[Photo-based referring expression data]
● ● ● ● ●
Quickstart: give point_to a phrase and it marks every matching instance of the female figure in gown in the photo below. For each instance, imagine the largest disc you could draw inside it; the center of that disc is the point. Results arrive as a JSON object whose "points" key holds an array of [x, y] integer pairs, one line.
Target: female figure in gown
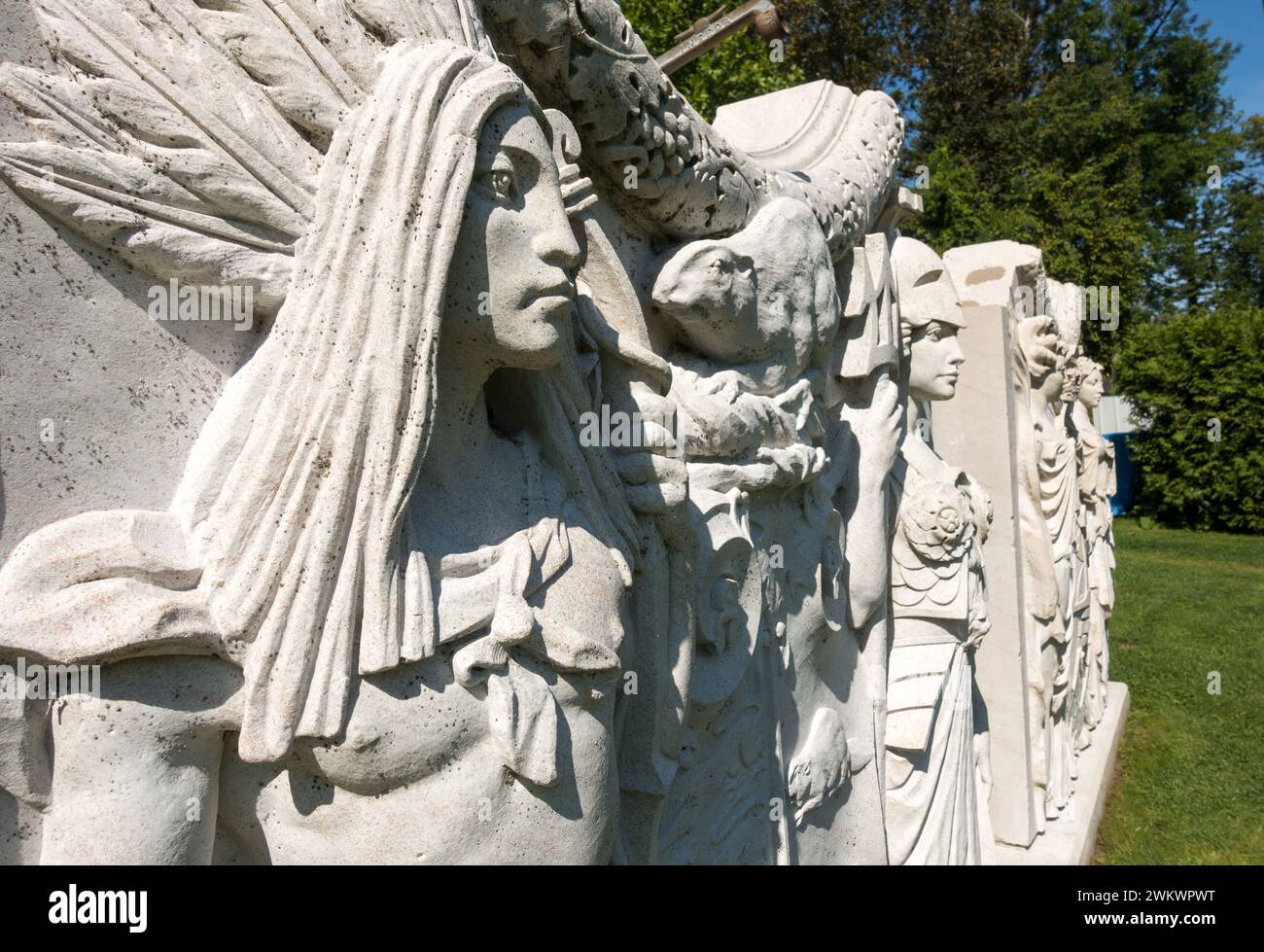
{"points": [[382, 617], [936, 774], [1096, 455]]}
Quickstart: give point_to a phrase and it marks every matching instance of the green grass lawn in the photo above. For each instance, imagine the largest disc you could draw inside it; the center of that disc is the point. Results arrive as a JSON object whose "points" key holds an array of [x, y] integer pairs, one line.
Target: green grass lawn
{"points": [[1189, 779]]}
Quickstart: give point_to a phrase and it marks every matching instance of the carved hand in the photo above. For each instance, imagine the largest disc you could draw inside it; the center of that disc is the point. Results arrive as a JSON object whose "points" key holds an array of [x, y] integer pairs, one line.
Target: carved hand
{"points": [[877, 431]]}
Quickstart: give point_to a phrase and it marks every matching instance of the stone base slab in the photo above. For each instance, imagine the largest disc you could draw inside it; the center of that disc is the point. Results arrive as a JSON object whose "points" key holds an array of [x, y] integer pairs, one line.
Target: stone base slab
{"points": [[1070, 839]]}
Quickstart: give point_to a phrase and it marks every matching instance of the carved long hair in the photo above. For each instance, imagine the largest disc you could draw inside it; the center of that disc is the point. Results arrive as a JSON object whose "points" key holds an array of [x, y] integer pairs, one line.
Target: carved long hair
{"points": [[298, 492]]}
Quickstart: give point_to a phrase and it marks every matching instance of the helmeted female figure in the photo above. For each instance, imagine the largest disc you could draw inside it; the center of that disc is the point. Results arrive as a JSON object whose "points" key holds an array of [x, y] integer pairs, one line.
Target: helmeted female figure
{"points": [[936, 773]]}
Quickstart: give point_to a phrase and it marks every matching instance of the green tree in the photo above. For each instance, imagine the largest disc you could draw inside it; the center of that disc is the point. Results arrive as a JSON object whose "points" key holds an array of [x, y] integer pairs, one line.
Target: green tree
{"points": [[1196, 383]]}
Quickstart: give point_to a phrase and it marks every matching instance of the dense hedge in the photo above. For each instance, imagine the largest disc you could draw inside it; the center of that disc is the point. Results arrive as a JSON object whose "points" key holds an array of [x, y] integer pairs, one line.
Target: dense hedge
{"points": [[1183, 375]]}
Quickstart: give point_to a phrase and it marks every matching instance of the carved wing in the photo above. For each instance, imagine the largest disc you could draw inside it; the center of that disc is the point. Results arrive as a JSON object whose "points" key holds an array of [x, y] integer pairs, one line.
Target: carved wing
{"points": [[186, 135]]}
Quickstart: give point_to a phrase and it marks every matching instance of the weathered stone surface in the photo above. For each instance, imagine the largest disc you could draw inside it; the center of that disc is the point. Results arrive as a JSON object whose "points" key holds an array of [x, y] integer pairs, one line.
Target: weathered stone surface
{"points": [[435, 442]]}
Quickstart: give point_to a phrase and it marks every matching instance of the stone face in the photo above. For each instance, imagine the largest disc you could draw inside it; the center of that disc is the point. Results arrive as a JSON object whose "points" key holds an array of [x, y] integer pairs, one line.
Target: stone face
{"points": [[488, 464]]}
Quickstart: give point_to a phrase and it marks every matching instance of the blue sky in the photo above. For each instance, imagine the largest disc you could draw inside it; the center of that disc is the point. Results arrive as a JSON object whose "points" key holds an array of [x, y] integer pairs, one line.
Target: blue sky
{"points": [[1240, 21]]}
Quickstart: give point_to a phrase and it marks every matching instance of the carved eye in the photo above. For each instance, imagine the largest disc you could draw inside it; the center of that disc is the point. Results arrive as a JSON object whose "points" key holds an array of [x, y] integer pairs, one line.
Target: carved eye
{"points": [[501, 182]]}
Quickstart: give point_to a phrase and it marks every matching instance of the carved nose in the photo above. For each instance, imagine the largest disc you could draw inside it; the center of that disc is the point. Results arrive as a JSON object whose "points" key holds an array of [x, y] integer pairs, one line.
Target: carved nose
{"points": [[556, 243]]}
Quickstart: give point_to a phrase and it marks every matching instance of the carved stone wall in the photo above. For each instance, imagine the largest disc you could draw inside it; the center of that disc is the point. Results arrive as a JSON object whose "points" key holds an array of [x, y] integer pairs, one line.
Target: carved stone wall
{"points": [[433, 441]]}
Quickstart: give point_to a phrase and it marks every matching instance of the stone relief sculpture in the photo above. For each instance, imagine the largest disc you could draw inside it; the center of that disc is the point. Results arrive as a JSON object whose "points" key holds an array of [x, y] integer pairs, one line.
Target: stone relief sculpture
{"points": [[1056, 458], [936, 771], [393, 573], [577, 500]]}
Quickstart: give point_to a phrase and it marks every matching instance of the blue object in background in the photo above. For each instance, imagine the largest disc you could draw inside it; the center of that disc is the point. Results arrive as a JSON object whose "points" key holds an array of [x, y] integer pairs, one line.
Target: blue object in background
{"points": [[1124, 475]]}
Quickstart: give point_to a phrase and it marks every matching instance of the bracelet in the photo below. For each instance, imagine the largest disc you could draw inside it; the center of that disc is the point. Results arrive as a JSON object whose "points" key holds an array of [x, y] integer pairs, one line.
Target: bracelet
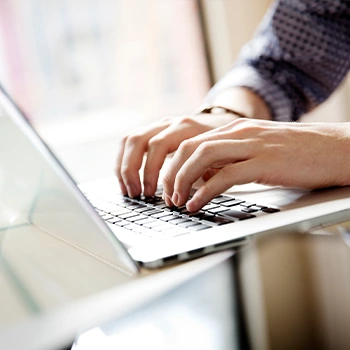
● ● ● ● ●
> TASK REQUIREMENTS: Please return all of the entries word for word, excluding the pictures.

> FINAL ANSWER:
Quickstart: give point_to a phrase and it marks every matching instance of the female figure in gown in the photo below. For each instance, imagine the largest disc you could draw inside it; the center of that disc is the point. Results arrive as a JSON object whose "points" key holds an array of [x, y] integer pairs, one line.
Target: female figure in gown
{"points": [[382, 617], [936, 774], [1096, 455]]}
Quickstart: give point_to a phrase and it marks every matching instance of the green grass lawn in the photo above. For each instance, imagine the largest disc you could draw inside it; the center of that disc is the point. Results arrive as a JSON object whose "points" key holds an array of [x, y] integer pairs, one line.
Target: green grass lawn
{"points": [[1189, 779]]}
Quickstart: give point_to a phrase and it marks every matching instance of the carved hand in the photo above. For each instance, imagine the largest disc you could draw inside it; the center of that disc is the point. Results arrive as a JSON object whose "points" key holds an array of [x, y] integer pairs, one line.
Target: carved hand
{"points": [[877, 431]]}
Quickstart: give point_to a phrase and it marks every matching instance of the stone base slab in the photo above. For each instance, imagine the largest disc you could draw inside it; the center of that disc is the point. Results arrive as a JSON object whose "points" key holds an array of [x, y] integer pairs, one line.
Target: stone base slab
{"points": [[1070, 839]]}
Quickstart: give point_to a phrase and it marks every matching instance of the carved long hair in the photo above. For each instance, imagine the largest disc you could draw inside it; the center of that disc is the point. Results arrive as a JSON object whose "points" key holds an array of [x, y] integer pairs, one line.
Target: carved long hair
{"points": [[298, 492]]}
Quickstart: give point_to a phrase and it marks every matching instance of the helmeted female figure in the photo above. For each instance, imagine the largest disc you could draw inside it; the center of that disc is the point. Results arrive as a JSON object whose "points" key holds an array of [x, y] integer pairs, one line.
Target: helmeted female figure
{"points": [[936, 773]]}
Quickstart: give point_to a phrase and it marks every matching instance of the green tree in the photo above. For each instance, imagine the largest disc you could draw inside it; the center of that disc is the point. Results arrive as a JSON object whose "points" key holds an array of [x, y] integer pairs, one line.
Target: green tree
{"points": [[1196, 383]]}
Quickstart: give point_to a phrase and it marks every matching instance of the dense hedge in the photo above. For each instance, imagine the largest disc you could draw inside it; the center of that disc is the point. Results arrive as a JSON object whose "points" key holds an array of [x, y] integer pairs, one line.
Target: dense hedge
{"points": [[1183, 375]]}
Quickstart: give point_to a phrase and it marks every matching instance of the carved wing in the photo above. For each instance, imagine the largest disc you could draw inside it; the center of that disc is the point. Results arrive as a JSON object whose "points" key holds an array of [x, y] integer pairs, one line.
Target: carved wing
{"points": [[186, 135]]}
Quickstart: give point_to a phrase and it marks every matching instance of the weathered stone surface in the photo above. For each instance, imagine the largest disc you could draw inside it; the center of that disc is the point. Results arrive as a JSON object whose "points" key holds an array of [x, y] integer pairs, one line.
Target: weathered stone surface
{"points": [[435, 442]]}
Quickstart: give point_to a phrase and it marks every matching instance of the stone face in the photo above. For each instance, imagine the largest disc you could draw inside it; the center of that disc is the point. Results arrive as a JSON object whose "points" key holds an array of [x, y] integer pairs, one line.
Target: stone face
{"points": [[488, 464]]}
Quickstart: give point_to a phrase and it marks every matching instance of the blue sky in the photo above. For each instance, imagine the largest disc you could draw inside it; the center of that disc is the point. Results arrive as a JSON object whose "points" key holds an array of [x, y] integer pairs, one line.
Target: blue sky
{"points": [[1240, 21]]}
Quickstart: give point_to a phrase and it marks every matching instance of the carved eye in the photo above. For each instance, imagine the largest disc you could draw inside it; the center of that disc is the point. Results arrive as a JSON object whose "points" key holds an array of [x, y] integer pairs, one line.
Target: carved eye
{"points": [[501, 182]]}
Quickstart: give point_to a phrase and it marks every matching instance of the carved nose in the photo above. For each instance, imagine the largest disc you could draw inside it; the center of that disc is the point. Results arrive as a JSON object whose "points" key holds an array of [x, y] integer pairs, one line.
Target: carved nose
{"points": [[556, 243]]}
Quickstart: give point_to a phrase and it marks every matching instance of the carved stone wall in the photo above. For each instance, imagine the largest disc you could draw inside it; the center of that disc is the point. Results arrive as a JSON object whose "points" key holds an array of [x, y] integer pairs, one line.
Target: carved stone wall
{"points": [[433, 441]]}
Quickstart: give point_to a phrase and it marks every matching instance of the stone relief sculpture in the photo above. For each instance, imagine the largest disc you could draw inside it; the center of that disc is the point. Results arrive as a JSON object whose "points" key holds an array of [x, y] integer pairs, one line.
Target: stone relief sculpture
{"points": [[1056, 458], [936, 771], [393, 573], [577, 500]]}
Quickstart: give point_to a phrase and it marks every matching instance of the blue object in background in the photo above. For each instance, imagine the largest disc you could draw inside it; the center of that disc is the point. Results arrive as a JSON object whose "points" key holds an array of [x, y] integer pairs, one line.
Target: blue object in background
{"points": [[1124, 475]]}
Quickstart: give point_to a phrase and it marks every matching instance of the bracelet in the photo below. For each instance, imagine the largest disc you could draw inside it; the center of that disc is the point. Results arrive as a JSON object whose "points" key holds an array of [x, y] integer pairs, one line.
Target: bracelet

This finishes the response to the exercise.